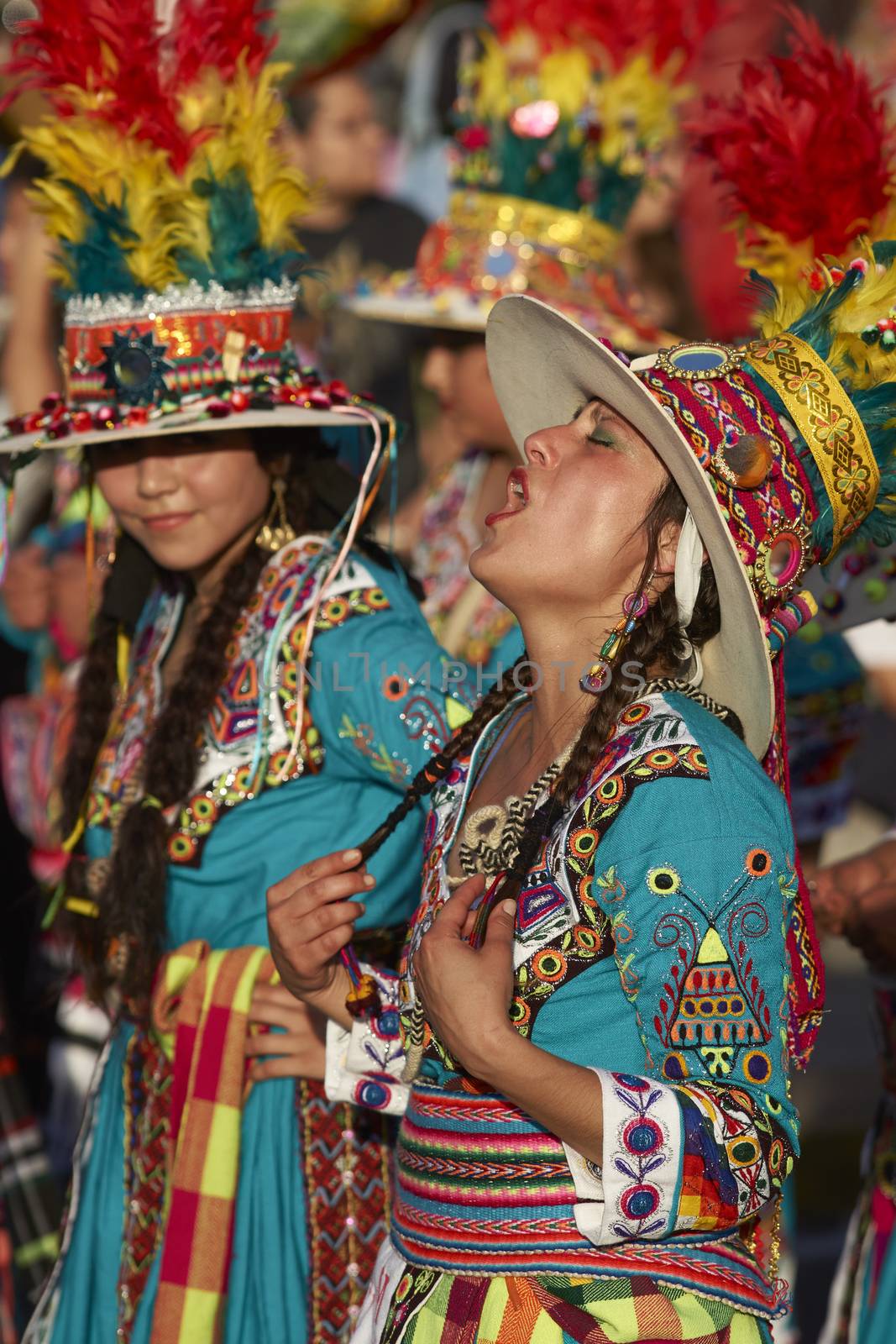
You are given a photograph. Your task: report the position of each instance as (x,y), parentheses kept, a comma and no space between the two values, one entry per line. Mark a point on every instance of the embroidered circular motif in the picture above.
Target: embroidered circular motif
(642,1136)
(372,1093)
(775,1156)
(550,965)
(584,842)
(661,759)
(743,1152)
(387,1026)
(181,847)
(664,882)
(396,687)
(781,558)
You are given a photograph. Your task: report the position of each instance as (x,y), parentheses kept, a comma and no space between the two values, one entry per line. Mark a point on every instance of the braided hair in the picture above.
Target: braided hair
(129,886)
(656,642)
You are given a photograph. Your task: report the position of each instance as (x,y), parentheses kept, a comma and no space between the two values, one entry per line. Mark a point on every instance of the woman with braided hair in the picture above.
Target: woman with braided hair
(613,965)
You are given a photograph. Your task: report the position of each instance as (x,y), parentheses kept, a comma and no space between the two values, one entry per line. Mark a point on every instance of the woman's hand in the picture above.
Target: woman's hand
(466,994)
(298,1050)
(309,918)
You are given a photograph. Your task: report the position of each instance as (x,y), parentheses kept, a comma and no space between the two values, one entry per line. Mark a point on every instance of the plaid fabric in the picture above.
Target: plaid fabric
(29,1191)
(430,1308)
(201,1008)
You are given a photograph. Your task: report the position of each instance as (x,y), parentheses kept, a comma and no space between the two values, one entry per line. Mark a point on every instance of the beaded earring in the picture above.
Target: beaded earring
(598,675)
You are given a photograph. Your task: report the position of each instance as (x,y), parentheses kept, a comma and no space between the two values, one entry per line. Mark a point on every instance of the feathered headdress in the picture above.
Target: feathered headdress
(160,148)
(809,156)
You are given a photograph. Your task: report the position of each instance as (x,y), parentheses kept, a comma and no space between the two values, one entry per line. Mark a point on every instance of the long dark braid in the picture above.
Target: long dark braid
(654,643)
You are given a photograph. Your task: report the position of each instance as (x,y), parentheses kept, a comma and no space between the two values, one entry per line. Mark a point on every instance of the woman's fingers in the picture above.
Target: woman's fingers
(316,871)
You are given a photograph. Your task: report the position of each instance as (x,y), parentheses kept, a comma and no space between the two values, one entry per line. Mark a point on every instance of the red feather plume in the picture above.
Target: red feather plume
(804,147)
(618,29)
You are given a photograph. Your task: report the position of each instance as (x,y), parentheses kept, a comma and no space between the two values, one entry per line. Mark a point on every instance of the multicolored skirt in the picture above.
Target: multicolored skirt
(421,1305)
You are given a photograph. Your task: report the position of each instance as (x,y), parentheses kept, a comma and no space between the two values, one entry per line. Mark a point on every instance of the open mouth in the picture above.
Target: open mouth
(517,496)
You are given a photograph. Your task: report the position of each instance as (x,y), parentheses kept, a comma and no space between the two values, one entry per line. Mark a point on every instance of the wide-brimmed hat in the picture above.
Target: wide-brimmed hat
(174,213)
(562,120)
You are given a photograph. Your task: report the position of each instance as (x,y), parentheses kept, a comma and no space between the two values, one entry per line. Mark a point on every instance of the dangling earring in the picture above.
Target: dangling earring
(275,531)
(598,675)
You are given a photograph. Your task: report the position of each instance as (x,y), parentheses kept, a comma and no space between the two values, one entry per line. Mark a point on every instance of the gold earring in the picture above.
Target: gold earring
(275,531)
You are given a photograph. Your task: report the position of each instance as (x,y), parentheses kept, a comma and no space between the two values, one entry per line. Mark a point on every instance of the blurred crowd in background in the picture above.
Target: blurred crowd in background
(369,124)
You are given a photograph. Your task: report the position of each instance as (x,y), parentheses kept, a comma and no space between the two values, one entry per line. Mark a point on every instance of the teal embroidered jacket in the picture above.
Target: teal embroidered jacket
(651,948)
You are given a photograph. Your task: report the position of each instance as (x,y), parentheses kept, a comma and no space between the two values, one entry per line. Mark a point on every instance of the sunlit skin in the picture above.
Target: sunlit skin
(562,555)
(195,506)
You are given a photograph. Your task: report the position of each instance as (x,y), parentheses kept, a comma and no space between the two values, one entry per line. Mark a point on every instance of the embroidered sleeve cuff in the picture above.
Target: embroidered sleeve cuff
(634,1195)
(364,1065)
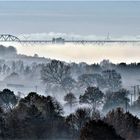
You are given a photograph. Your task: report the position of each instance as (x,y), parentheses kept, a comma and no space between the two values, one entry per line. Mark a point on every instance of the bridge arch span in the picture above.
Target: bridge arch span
(8,38)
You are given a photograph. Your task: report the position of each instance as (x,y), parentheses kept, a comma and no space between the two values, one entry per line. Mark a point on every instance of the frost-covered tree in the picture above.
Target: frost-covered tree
(112,80)
(70,99)
(55,72)
(92,96)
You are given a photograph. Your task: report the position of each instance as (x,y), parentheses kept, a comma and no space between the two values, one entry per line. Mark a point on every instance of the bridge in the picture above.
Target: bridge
(11,38)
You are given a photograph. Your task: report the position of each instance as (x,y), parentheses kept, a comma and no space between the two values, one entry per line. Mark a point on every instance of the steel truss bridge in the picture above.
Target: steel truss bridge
(11,38)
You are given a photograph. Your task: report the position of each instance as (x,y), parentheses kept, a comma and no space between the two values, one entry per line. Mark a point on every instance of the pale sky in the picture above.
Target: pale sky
(84,18)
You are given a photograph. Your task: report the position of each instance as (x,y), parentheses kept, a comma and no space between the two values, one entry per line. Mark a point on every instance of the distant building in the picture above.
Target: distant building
(58,40)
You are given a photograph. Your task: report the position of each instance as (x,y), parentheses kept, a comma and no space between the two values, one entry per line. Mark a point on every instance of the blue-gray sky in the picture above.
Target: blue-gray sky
(97,18)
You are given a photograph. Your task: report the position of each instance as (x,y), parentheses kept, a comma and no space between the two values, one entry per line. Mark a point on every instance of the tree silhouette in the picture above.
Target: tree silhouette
(98,130)
(92,96)
(70,99)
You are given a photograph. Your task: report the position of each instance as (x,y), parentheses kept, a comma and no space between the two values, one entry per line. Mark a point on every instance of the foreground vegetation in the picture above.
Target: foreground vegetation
(40,117)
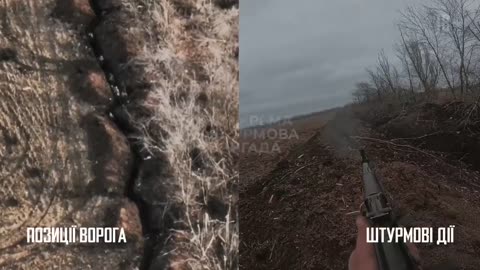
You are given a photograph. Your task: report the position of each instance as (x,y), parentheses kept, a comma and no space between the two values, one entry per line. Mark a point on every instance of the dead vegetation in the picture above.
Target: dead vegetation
(190,126)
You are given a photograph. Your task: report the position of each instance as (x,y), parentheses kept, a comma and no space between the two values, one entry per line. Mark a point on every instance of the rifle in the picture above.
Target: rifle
(390,256)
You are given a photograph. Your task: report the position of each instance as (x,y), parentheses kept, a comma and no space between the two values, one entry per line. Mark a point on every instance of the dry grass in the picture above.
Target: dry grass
(195,104)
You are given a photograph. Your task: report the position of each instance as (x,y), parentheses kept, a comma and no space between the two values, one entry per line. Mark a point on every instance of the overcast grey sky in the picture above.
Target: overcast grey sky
(304,56)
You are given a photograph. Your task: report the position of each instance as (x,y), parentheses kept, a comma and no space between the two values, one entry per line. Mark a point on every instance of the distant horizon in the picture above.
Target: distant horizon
(275,121)
(305,56)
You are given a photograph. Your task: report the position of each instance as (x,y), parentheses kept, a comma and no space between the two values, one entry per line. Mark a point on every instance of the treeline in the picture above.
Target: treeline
(437,50)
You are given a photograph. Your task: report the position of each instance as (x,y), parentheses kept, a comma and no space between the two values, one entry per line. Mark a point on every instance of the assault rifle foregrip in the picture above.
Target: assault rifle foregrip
(390,256)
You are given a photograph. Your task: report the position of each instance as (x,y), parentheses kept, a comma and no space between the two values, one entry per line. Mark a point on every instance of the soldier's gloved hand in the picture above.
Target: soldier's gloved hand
(363,256)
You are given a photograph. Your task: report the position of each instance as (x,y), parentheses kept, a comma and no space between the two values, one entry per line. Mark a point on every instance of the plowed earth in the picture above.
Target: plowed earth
(299,213)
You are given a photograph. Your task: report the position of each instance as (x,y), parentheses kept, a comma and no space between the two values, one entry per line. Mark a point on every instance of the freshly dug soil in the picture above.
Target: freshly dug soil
(300,213)
(62,161)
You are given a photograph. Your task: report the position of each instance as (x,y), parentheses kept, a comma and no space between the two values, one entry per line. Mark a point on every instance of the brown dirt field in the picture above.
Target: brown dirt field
(295,214)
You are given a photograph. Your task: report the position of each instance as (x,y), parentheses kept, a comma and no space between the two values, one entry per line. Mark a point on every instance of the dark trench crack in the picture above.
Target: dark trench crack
(118,114)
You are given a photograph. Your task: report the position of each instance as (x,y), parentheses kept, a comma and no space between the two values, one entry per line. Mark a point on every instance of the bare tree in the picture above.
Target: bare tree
(402,55)
(420,58)
(364,92)
(448,29)
(424,24)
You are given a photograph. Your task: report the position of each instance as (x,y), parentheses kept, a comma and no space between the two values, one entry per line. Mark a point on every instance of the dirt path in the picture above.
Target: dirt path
(298,215)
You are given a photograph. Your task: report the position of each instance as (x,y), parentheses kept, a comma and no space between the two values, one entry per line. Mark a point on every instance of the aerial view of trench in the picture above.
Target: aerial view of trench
(119,113)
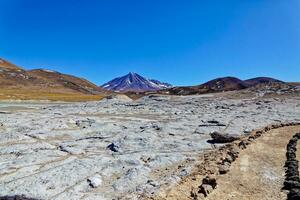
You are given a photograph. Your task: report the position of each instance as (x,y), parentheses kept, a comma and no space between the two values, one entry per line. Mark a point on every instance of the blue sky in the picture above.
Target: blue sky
(181,42)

+-------+

What is expected>
Edit everything from the line containing "soil in the picture above." down to the end of the items so that "bare tree" becomes "leafless tree", with nothing else changed, and give those lines back. Omit the pictures from your answer.

Right answer>
You are given a photograph. Your task: report the position of each instance as (x,y), parentheses kept, a comma and no space between the two values, one entry per line. Mark a point on every instance of the freshly dug soil in the picture above.
Target: freshly dug soil
(300,213)
(62,161)
You are given a photograph. Your task: report the position of each instance as (x,y), parentheses kept, a comma and no space between the two values, one entry per line. Mark a point on every instance of the brown dirt field in the picture above.
Target: brown dirt field
(295,214)
You are given a photograph. Your task: report the position of each instance as (x,y), parentheses kept, a comma and no space between the two values, one entry per line. Mark a point on every instance of the dark trench crack in the picture above.
Target: dark trench crack
(118,114)
You are given a photograph. Your task: report the position of each instance as (x,y), parentheses kept, a comma and no space between the two values, one entry per line. Mark a point on every instance of the leafless tree in the picture above.
Target: leafless tree
(402,55)
(420,58)
(364,92)
(448,29)
(424,24)
You are given a photograph. Your task: report the position of each instance as (x,y), parentheses kept, a comma and no space between the two values, one entry per line. Mark a point on every instance of the dirt path in the picture above.
Target: dirt path
(298,215)
You are given a photograph. Your task: report the position of each instance as (x,y), parentheses kept, a comma and no space between the two values, one entry per line. Mark a point on every instance of the aerial view of trench in the picture above.
Target: aerial view of trench
(119,113)
You are given a photograph. Your task: report the position of each instance as (x,y), parentheses kept, a comma and no space between the two values, one entry per line. Mark a point on every instance of the blue sky in the picture above.
Target: blue sky
(181,42)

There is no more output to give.